━━━━━ Study text ━━━━━

Picture of Catheryn Villorente
#TECHNOTIPS: Proper Nutrition
by Catheryn Villorente - Tuesday, 14 July 2020, 01:22 PM
 
proper nutritionDid you know that the Philippines is one of the 10 countries with the most stunted under-five children in the world? Currently, 1 in 3 Filipino children 0-59 months old are stunted, with stunting highest among 12-23 months. Stunting, or pagkabansot in Filipino, is the impaired growth and development experienced by children due to poor nutrition, repeated infection, as well as inadequate psychosocial stimulation.

To the nanays and tatays, make sure to keep your children healthy and strong by adding fruits and vegetables to their diet, especially during the first 1,000 days or the period of conception until their second birthday.

With the theme “Batang Pinoy SANA TALL, Iwas Stunting SAMA ALL!”, this year's Nutrition Month celebration calls for a collective vision of having taller Filipino children by preventing stunting through the participation of government, non-government organizations, civil society, business, academe, communities, and families. The National Nutrition Council, as the lead agency for this campaign, encourages all stakeholders to ensure that families have access to nutritious food, the knowledge and skills to feed their children from locally sourced food, and access to services as provided in the “Kalusugan at Nutrisyon ng Mag-Nanay” Act or RA 11148.

━━━━━

Assigned task
Rewrite the paragraph of the nutrition post that begins "With the theme" as a short bulleted list, keeping its main facts.

━━━━━ Raw data ━━━━━

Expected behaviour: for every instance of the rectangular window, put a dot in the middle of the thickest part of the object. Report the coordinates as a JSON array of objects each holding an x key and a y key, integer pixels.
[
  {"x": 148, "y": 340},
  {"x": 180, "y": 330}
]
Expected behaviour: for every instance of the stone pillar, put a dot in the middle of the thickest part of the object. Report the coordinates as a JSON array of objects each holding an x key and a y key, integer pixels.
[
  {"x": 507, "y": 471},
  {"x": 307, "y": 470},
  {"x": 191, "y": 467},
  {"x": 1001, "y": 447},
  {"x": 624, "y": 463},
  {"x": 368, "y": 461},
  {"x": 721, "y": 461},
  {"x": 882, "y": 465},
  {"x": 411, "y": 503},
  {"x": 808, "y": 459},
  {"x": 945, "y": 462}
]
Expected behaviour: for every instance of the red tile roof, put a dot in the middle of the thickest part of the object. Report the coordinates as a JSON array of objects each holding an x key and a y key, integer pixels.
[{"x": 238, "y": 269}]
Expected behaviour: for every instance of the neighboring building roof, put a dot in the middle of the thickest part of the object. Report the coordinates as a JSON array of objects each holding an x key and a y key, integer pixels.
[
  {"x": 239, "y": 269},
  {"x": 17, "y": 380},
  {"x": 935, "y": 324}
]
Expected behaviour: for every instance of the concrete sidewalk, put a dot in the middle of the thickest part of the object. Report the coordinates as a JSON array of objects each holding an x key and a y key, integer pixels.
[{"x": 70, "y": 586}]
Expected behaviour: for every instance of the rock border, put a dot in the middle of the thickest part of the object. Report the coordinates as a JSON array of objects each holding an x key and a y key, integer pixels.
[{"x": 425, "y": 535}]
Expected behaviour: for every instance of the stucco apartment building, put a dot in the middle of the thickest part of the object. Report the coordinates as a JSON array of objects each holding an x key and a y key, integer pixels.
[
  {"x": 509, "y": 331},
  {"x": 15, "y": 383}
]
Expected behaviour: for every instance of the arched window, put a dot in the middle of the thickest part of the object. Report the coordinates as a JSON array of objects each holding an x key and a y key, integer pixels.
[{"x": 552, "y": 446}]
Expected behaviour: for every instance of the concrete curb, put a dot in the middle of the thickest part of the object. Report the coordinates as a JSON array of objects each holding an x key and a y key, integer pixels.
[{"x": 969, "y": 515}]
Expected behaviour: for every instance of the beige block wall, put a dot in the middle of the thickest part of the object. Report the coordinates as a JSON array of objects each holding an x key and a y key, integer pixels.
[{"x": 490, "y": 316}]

━━━━━

Solution
- Theme of this year's Nutrition Month: "Batang Pinoy SANA TALL, Iwas Stunting SAMA ALL!"
- Goal: taller Filipino children through preventing stunting.
- Participants called on: government, non-government organizations, civil society, business, academe, communities, and families.
- Lead agency: the National Nutrition Council.
- The Council urges all stakeholders to make sure families have access to nutritious food.
- It also urges that families have the knowledge and skills to feed their children from locally sourced food.
- Families should also have access to services under the "Kalusugan at Nutrisyon ng Mag-Nanay" Act (RA 11148).